- _WORK TASK_
The records below are to be reproduced word for word.

- _RECORD EXTRACTS_
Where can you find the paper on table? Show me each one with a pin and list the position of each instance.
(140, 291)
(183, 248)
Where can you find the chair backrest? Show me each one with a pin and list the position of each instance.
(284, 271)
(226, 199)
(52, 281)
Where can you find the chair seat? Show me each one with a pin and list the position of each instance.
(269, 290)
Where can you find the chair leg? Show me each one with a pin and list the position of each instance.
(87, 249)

- _OUTPUT OF THE EXERCISE_
Where can you find the paper on table? Show me each one with a pin and list the position of each instance.
(140, 291)
(183, 248)
Where can you find the chair backrest? Show me each one with a pin and list the position of each instance.
(284, 271)
(226, 199)
(52, 281)
Where can you find the chair seat? Show me each one with a pin and list the position of each instance.
(269, 290)
Where can you find the chair leg? Show me each one with a pin and list the position of each instance.
(87, 249)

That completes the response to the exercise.